DIRECTIONS
In your answer, give each entry again exactly as it appears.

───── PROVIDED DATA

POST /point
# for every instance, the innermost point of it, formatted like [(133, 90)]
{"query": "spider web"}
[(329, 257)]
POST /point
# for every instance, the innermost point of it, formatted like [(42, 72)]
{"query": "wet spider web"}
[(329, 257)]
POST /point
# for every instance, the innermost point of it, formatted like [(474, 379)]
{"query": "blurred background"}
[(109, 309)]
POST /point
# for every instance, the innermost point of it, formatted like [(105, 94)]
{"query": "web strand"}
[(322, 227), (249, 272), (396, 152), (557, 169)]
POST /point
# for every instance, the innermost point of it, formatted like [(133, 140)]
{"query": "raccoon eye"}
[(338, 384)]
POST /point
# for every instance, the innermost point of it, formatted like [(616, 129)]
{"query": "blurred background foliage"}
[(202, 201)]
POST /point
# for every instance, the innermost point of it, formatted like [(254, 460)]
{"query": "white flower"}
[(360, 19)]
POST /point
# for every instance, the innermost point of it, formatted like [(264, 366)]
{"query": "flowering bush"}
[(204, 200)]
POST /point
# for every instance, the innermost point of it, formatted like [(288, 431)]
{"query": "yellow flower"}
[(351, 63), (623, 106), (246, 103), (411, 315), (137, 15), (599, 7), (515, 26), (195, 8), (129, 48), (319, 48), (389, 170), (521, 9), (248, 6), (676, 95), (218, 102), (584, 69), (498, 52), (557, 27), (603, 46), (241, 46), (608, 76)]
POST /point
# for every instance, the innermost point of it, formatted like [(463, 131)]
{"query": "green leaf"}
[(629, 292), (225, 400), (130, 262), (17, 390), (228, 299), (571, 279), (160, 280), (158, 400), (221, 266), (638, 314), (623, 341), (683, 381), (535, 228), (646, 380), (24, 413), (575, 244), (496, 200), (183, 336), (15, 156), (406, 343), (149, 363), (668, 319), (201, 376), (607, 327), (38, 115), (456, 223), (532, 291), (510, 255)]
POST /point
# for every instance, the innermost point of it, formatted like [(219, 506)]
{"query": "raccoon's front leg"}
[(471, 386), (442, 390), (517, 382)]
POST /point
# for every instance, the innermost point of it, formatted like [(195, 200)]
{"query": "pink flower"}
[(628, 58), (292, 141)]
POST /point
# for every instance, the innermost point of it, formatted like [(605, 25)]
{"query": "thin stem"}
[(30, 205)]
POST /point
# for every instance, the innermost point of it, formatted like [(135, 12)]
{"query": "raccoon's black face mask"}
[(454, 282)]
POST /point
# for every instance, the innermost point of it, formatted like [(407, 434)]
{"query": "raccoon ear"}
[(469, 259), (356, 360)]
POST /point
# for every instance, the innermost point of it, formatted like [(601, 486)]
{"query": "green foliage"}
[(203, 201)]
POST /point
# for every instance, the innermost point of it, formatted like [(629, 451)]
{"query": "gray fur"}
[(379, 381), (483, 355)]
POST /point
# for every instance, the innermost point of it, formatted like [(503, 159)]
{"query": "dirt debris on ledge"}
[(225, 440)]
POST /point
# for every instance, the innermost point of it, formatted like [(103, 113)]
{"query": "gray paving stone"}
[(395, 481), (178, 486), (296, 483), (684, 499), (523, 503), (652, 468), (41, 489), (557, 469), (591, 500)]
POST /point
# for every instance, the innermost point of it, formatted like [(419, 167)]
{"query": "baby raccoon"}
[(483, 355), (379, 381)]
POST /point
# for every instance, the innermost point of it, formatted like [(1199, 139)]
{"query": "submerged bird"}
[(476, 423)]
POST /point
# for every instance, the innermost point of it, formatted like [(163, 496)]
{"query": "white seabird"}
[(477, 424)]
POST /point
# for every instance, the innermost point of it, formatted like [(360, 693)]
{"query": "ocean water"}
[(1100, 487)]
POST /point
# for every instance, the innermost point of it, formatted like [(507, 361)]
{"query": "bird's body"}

──────────

RESULT OF THE EXERCISE
POST /point
# for every instance, the innermost point of it, formatted like [(133, 90)]
{"query": "spider web"}
[(329, 257)]
POST /point
# for every instance, the innermost point of it, formatted like [(42, 72)]
{"query": "wet spider web"}
[(329, 257)]
POST /point
# for every instance, the innermost point of it, formatted like [(474, 379)]
{"query": "blurred background"}
[(109, 309)]
POST /point
# for every instance, the innermost point of it, formatted like [(105, 94)]
{"query": "web strand"}
[(322, 227), (249, 272), (396, 152), (557, 169)]
POST /point
# for every instance, the innermost point of it, formatted like [(133, 140)]
{"query": "raccoon eye"}
[(338, 384)]
POST /point
# for every instance, the innermost point of it, formatted like [(616, 129)]
{"query": "blurred background foliage"}
[(202, 201)]
POST /point
# for every instance, the innermost point of it, formatted like [(254, 460)]
{"query": "white flower"}
[(360, 19)]
POST /point
# for every instance, the innermost point of it, formatted like [(264, 366)]
{"query": "flowering bush"}
[(204, 200)]
POST /point
# for every instance, the innermost point of it, formatted like [(288, 431)]
{"query": "yellow flower"}
[(351, 63), (623, 106), (246, 103), (411, 315), (137, 15), (599, 7), (515, 26), (195, 8), (129, 48), (319, 48), (389, 170), (521, 9), (248, 6), (676, 95), (218, 102), (584, 69), (498, 52), (557, 27), (603, 46), (241, 46), (608, 76)]
POST /point
# for every instance, the innermost point of it, formatted like [(463, 131)]
{"query": "green leaf"}
[(629, 292), (225, 400), (130, 262), (17, 390), (228, 299), (571, 279), (160, 280), (158, 400), (221, 266), (638, 314), (623, 341), (683, 381), (535, 228), (646, 380), (24, 413), (575, 244), (496, 200), (183, 336), (15, 156), (406, 343), (149, 363), (668, 319), (201, 376), (607, 327), (38, 115), (456, 223), (532, 291), (510, 255)]
POST /point
# for every instance, the innermost point of it, formatted like [(219, 506)]
{"query": "raccoon's front leg"}
[(471, 386), (442, 390), (517, 382)]
POST /point
# for every instance, the innermost point of it, formatted like [(195, 200)]
{"query": "pink flower"}
[(628, 58), (292, 141)]
POST /point
# for every instance, the innermost point of it, formatted like [(605, 25)]
{"query": "thin stem"}
[(30, 205)]
POST /point
# for every instance, the innermost point of it, formatted like [(135, 12)]
{"query": "raccoon's black face mask"}
[(454, 282)]
POST /point
# for every instance, the innermost point of it, formatted like [(407, 434)]
{"query": "raccoon ear"}
[(469, 259), (356, 360)]
POST /point
# for every instance, the innermost point of it, formatted like [(601, 486)]
{"query": "green foliage"}
[(203, 201)]
POST /point
# for every instance, the innermost point of it, formatted like [(629, 451)]
{"query": "gray fur"}
[(379, 381), (483, 355)]
POST /point
# for every instance, the innermost point of it, formatted like [(503, 159)]
{"query": "dirt debris on ledge"}
[(225, 440)]
POST /point
# for every instance, the innermost point of it, formatted like [(103, 113)]
{"query": "gray paving stone"}
[(395, 481), (178, 486), (296, 483), (684, 499), (523, 503), (652, 468), (41, 489), (557, 469), (591, 500)]
POST /point
# for every instance, the innermost point of it, formatted like [(419, 167)]
{"query": "baby raccoon"}
[(483, 355), (379, 381)]
POST /point
# for every instance, the innermost point of it, formatted like [(1199, 139)]
{"query": "submerged bird"}
[(476, 423)]
POST /point
# for every instance, the innermost point of it, formatted like [(163, 496)]
{"query": "white seabird"}
[(477, 424)]
POST /point
# for every instance, the innermost point of it, formatted like [(360, 693)]
{"query": "ocean water"}
[(1100, 487)]
POST /point
# for every instance, the innermost point of it, formatted like [(507, 361)]
{"query": "bird's body"}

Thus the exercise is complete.